◆ Exercise passage
--- START ---

- Hangzhou-based developer becomes city’s first listed AI company focused on large models after its “AI innovation hub” push
- Strong subscription demand and rising margins highlight healthcare AI’s faster path toward commercialization.
Hangzhou Diagens Biotechnology (2526.HK), a medical imaging and AI model developer, saw its shares rocketing about 120% in yesterday’s Hong Kong stock debut, reflecting growing investor confidence in the profitability of vertical AI applications compared to their general-purpose peers.
The Hangzhou-based AI pioneer began trading at HK$99 ($12.6) per share on Hong Kong Stock Exchange’s main board yesterday. Its shares closed up 121% to HK$219, with a total market cap of HK$18.6 billion.
The listing makes Diagens the third Chinese large-model developer to go public in Hong Kong after earlier AI entrants such as Zhipu.AI and MiniMax — and the first AI firm from Hangzhou to debut since the city elevated AI development to a core industrial priority.
Unlike consumer-facing model makers, Diagens has focused on hospital clients, building a commercial ecosystem spanning medical imaging software, diagnostic equipment, reagents and technology licensing.
The Yangtzeer previously reported that the company’s proprietary imaging foundation model, iMedImage, is designed to cover more than 90% of clinical imaging scenarios, enabling deployment across a broad range of diagnostic workflows.
Investor appetite proved strong. The Hong Kong public offering was oversubscribed 1,073 times, while the international tranche saw demand exceed available shares by over threefold, according to company disclosures.

--- END ---

◆ Collected data

--- START ---

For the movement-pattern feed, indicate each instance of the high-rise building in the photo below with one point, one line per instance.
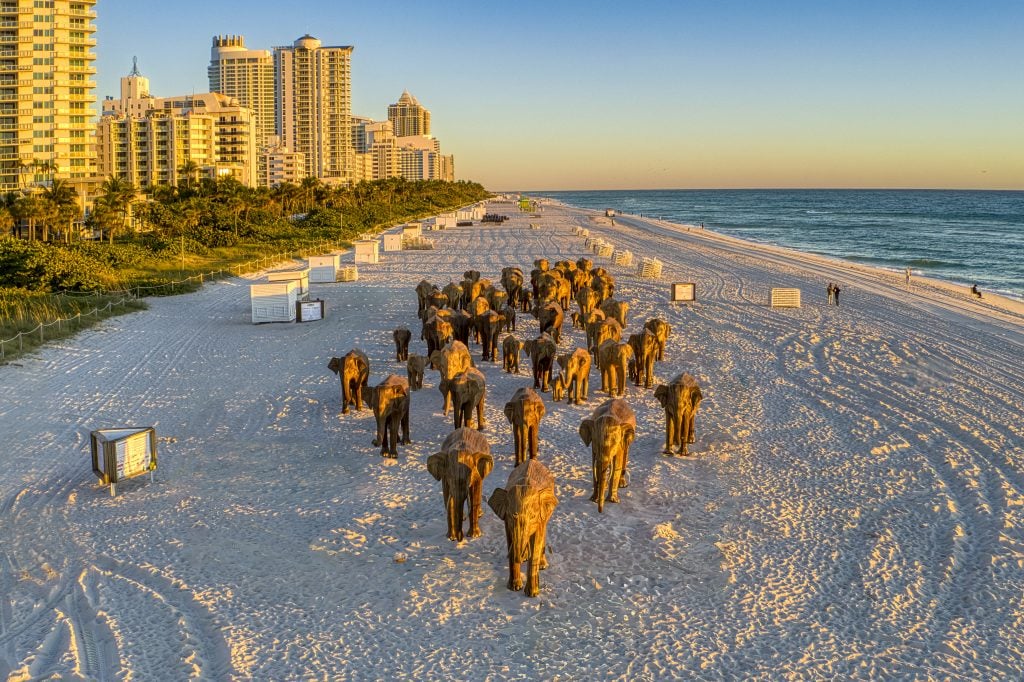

--- END ---

List every area that the article on the Diagens stock debut names as part of the company's commercial ecosystem for hospital clients. The lines are separate material and have nothing to do with the article.

- medical imaging software
- diagnostic equipment
- reagents
- technology licensing